= Segmentation data =
━━━━━━━━━━

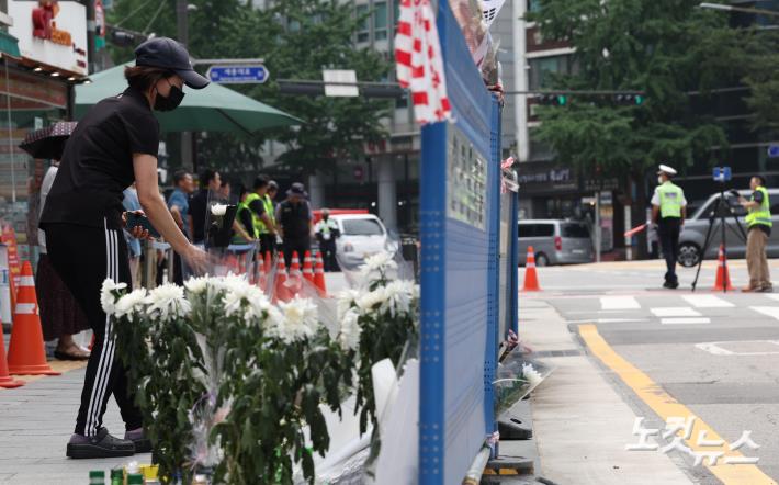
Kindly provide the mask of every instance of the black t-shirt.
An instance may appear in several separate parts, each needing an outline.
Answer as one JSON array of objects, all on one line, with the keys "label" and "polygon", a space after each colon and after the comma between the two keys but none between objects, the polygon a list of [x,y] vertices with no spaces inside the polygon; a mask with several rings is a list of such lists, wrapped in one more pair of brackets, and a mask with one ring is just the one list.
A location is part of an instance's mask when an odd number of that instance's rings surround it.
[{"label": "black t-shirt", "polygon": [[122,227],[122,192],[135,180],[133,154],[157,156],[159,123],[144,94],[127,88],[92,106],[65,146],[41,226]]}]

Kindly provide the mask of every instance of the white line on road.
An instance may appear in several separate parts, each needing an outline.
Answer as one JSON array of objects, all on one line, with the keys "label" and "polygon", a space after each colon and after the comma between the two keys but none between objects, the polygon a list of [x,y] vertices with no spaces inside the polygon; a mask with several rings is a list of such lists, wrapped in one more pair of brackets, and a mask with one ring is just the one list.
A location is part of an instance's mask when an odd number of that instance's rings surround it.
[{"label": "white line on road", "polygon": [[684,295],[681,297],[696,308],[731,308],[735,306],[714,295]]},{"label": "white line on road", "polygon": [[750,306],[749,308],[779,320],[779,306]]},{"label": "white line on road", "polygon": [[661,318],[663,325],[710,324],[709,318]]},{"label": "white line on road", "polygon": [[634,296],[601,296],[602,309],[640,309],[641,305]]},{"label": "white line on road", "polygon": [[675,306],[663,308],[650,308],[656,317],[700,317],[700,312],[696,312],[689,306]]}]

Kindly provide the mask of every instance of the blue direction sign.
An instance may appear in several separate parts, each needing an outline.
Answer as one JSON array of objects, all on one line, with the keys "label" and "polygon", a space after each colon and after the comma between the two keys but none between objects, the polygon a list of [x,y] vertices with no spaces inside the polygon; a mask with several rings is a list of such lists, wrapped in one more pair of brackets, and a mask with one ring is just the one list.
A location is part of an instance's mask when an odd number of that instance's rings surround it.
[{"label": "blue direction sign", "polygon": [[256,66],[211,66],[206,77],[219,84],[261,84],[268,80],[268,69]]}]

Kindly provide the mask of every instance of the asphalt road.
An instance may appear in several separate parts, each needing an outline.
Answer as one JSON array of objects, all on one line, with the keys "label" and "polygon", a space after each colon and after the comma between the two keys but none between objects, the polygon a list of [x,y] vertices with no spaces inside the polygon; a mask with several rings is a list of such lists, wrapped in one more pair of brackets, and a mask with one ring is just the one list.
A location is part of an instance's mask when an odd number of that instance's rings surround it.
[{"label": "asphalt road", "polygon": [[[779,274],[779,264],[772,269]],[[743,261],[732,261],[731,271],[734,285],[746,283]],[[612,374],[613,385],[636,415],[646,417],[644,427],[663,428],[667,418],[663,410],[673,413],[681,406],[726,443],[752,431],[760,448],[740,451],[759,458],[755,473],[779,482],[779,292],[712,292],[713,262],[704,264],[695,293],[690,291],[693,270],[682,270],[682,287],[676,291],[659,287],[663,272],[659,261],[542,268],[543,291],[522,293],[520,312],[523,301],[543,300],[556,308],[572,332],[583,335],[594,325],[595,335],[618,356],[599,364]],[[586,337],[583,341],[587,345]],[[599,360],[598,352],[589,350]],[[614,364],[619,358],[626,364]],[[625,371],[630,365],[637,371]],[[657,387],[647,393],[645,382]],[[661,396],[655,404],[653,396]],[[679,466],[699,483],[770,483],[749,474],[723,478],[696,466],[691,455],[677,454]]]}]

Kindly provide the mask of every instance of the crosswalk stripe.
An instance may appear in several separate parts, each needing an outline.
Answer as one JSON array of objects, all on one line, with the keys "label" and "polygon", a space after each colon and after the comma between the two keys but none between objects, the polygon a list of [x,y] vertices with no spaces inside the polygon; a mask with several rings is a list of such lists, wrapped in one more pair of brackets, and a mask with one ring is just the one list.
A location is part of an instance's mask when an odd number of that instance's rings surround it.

━━━━━━━━━━

= THE REQUEST =
Write the lines out exactly, from the one with "Kindly provide the mask of every instance of the crosswalk" down to the last line of the listing, and leave out all others.

= RESULT OF THIS EXERCISE =
Kindly provide the mask of every instance of the crosswalk stripe.
An instance may appear in several separate parts, each needing an outline.
Answer as one JSON array of objects, all on one line, with the keys "label" and "polygon", a space after each colon and after the comma between the two keys but none between objects, the polygon a list of [x,y] vertices with no spaces inside the polygon; a mask with several rings is a list of such lists, wrapped in one more pair of brackets, and a mask with one ring is just the one list.
A location is part of an instance's mask when an odd number of that instance's rings surround it.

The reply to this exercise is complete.